Segment Start: STORED DATA

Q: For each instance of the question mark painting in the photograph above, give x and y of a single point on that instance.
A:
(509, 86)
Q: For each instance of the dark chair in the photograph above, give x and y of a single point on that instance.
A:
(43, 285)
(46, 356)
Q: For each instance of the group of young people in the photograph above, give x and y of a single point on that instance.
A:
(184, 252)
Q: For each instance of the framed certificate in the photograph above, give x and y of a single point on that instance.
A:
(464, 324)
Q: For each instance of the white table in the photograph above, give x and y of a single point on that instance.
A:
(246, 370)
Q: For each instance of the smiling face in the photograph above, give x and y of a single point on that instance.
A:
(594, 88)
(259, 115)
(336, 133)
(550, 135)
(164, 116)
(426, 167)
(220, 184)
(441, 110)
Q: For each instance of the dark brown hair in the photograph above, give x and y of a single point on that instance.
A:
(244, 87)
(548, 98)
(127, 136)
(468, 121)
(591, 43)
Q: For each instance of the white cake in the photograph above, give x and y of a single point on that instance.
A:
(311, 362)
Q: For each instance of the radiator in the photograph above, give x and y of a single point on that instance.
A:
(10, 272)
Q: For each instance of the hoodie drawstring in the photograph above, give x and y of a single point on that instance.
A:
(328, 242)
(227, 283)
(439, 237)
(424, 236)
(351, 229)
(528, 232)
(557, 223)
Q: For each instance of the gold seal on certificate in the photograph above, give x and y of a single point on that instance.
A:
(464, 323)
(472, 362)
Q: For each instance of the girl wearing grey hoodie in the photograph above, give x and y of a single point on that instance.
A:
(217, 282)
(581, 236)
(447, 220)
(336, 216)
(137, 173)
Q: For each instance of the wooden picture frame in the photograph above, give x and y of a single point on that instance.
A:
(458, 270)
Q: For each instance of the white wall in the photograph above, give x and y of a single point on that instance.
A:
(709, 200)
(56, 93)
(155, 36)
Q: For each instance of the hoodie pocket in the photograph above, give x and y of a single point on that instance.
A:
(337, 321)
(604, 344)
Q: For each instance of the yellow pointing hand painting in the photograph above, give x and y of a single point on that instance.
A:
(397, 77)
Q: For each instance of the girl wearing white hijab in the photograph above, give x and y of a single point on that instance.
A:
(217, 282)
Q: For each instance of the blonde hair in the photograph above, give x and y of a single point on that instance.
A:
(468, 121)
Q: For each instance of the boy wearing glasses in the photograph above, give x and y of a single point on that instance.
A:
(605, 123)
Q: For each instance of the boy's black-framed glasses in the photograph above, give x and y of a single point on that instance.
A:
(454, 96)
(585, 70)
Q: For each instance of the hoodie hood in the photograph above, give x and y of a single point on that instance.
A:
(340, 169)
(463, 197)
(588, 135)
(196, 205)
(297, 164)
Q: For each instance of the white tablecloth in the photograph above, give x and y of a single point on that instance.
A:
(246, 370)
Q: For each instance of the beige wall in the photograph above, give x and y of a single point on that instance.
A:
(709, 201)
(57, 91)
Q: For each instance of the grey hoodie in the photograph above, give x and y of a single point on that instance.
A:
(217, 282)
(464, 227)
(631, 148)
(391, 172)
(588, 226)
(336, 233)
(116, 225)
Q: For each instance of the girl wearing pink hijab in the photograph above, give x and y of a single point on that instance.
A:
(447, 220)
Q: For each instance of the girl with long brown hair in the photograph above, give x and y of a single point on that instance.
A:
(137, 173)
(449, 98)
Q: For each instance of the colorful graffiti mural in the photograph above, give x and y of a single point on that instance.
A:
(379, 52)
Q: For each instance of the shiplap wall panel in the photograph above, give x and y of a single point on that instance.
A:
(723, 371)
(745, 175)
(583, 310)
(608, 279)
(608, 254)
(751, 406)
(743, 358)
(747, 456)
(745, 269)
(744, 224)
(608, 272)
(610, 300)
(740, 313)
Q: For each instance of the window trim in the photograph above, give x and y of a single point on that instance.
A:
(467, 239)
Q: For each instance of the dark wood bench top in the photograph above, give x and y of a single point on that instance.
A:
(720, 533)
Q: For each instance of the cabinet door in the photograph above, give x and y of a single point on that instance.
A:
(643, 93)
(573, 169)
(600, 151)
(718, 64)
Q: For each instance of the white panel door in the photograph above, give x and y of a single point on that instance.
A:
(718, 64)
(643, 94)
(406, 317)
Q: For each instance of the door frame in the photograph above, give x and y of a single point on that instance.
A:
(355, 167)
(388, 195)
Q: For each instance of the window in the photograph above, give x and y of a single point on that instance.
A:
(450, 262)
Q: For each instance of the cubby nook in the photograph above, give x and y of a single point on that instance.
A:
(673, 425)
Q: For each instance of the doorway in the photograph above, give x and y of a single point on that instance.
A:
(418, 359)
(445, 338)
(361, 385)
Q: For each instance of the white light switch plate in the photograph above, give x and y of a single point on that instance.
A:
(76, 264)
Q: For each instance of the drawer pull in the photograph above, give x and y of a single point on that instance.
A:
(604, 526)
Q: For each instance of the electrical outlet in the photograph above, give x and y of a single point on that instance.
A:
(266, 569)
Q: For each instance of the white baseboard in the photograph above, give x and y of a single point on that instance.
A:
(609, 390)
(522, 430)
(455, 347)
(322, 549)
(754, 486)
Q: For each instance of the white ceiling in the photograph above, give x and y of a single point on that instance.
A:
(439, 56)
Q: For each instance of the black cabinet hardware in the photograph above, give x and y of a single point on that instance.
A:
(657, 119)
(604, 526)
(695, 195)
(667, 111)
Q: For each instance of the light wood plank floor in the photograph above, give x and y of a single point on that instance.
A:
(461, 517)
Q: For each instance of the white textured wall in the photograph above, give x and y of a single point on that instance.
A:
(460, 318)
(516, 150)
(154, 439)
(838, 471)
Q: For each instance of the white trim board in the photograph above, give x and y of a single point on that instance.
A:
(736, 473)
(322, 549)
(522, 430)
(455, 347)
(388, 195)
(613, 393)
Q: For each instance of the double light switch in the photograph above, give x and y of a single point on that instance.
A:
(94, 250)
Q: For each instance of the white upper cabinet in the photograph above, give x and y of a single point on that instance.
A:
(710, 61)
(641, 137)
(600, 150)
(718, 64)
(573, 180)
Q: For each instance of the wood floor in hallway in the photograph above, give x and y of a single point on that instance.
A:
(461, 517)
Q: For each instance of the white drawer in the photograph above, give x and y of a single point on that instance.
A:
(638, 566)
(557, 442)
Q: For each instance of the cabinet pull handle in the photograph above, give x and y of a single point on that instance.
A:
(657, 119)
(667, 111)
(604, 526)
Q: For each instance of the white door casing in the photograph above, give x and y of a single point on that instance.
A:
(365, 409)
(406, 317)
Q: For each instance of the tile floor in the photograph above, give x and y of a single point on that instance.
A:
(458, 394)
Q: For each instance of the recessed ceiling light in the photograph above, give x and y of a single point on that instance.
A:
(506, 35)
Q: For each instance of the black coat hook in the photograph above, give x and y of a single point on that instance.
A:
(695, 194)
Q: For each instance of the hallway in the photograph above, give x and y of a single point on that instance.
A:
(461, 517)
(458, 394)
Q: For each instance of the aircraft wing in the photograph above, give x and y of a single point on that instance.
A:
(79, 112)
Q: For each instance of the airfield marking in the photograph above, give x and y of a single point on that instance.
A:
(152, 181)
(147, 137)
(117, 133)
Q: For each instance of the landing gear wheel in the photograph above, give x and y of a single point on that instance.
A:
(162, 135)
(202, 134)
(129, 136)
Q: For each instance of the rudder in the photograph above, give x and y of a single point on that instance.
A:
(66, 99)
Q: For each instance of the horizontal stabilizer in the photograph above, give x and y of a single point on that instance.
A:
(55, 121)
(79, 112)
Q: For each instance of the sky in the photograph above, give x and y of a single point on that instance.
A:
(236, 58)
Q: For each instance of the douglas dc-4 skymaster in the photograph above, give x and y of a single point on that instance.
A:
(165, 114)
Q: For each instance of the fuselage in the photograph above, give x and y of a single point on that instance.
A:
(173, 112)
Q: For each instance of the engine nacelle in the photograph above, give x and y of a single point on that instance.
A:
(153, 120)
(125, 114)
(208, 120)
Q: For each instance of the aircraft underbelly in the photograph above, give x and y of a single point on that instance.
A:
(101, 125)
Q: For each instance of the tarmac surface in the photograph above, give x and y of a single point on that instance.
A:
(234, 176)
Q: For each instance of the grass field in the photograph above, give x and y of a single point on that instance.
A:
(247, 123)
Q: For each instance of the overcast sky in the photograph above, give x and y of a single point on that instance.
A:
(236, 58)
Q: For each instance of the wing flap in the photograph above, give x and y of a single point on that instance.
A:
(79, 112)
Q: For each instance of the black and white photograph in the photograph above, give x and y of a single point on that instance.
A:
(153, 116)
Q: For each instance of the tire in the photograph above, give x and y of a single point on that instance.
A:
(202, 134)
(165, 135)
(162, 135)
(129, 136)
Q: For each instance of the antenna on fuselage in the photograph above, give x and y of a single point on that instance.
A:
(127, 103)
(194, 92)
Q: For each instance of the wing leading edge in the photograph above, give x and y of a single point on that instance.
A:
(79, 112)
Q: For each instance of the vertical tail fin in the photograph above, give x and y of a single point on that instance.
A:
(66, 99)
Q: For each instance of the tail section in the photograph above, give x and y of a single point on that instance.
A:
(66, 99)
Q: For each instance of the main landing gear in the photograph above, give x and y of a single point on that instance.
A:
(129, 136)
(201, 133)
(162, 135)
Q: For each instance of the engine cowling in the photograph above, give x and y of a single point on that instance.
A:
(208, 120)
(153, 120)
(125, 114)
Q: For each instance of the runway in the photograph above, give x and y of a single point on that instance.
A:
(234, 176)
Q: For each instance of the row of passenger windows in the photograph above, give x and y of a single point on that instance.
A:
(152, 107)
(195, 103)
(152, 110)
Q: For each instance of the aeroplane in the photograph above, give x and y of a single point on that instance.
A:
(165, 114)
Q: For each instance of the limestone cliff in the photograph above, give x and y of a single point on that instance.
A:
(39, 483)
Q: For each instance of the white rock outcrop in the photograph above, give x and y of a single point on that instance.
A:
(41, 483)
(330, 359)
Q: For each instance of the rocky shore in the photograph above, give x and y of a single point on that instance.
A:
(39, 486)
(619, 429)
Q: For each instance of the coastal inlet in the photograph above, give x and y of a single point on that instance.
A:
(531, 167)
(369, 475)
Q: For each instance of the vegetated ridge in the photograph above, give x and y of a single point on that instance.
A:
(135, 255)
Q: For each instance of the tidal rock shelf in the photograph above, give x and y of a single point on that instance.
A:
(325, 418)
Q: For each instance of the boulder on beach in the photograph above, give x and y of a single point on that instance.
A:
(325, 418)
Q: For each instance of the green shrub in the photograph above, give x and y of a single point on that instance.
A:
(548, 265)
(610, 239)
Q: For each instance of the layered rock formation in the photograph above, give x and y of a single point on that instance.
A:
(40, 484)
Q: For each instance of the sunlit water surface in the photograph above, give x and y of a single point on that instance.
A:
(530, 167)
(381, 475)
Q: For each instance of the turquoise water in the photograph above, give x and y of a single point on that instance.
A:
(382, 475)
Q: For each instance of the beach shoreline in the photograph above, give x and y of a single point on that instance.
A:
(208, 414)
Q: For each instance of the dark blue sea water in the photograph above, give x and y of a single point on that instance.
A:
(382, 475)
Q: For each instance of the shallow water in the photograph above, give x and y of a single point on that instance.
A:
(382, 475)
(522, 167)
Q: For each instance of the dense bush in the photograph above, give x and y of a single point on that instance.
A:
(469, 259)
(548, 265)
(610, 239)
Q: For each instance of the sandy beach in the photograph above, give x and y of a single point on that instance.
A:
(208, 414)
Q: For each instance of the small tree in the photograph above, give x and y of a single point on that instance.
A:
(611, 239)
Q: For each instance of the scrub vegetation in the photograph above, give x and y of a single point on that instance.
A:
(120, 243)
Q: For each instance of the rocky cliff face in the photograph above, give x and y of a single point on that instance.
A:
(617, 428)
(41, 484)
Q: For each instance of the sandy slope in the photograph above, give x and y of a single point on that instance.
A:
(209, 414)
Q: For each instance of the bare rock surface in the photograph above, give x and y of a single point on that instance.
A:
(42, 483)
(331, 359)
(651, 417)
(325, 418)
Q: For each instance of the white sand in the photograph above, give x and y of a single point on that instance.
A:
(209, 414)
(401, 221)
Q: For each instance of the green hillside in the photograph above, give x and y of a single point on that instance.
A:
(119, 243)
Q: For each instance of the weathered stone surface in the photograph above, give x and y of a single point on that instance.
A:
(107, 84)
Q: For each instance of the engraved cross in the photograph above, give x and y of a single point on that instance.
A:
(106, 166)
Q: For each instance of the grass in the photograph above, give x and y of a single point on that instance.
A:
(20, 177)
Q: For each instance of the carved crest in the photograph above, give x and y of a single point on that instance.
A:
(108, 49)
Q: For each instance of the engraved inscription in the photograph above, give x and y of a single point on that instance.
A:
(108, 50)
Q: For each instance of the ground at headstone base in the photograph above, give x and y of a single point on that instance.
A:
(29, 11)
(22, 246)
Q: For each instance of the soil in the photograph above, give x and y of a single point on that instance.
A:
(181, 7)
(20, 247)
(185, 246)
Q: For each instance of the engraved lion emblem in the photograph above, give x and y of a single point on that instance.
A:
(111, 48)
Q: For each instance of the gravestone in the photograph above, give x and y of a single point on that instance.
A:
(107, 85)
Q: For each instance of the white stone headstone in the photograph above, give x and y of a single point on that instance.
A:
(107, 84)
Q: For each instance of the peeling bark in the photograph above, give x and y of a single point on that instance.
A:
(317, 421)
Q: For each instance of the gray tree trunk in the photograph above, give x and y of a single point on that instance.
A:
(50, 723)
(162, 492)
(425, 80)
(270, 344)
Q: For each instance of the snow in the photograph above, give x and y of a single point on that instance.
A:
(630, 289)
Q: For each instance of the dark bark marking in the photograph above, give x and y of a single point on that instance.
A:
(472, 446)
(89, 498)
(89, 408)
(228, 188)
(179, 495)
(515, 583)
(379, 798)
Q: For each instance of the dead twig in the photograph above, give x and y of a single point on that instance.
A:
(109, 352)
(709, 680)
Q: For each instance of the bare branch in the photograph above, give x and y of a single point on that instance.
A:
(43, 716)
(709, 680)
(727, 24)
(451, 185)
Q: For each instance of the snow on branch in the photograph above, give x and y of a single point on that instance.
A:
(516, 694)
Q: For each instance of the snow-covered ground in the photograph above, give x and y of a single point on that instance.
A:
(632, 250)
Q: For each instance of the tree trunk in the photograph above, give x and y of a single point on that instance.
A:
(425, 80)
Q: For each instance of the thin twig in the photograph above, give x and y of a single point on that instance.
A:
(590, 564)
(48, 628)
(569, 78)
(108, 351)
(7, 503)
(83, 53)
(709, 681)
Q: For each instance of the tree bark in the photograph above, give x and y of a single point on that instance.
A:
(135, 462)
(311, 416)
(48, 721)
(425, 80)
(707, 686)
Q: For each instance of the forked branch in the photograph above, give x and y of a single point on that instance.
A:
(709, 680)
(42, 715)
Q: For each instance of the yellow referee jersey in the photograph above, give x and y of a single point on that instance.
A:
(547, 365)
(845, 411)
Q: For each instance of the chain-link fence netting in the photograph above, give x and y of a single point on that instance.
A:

Segment End: STORED DATA

WHAT TO PRODUCE: Report only how many lines of the listing hold the word "drawer".

ANSWER: 2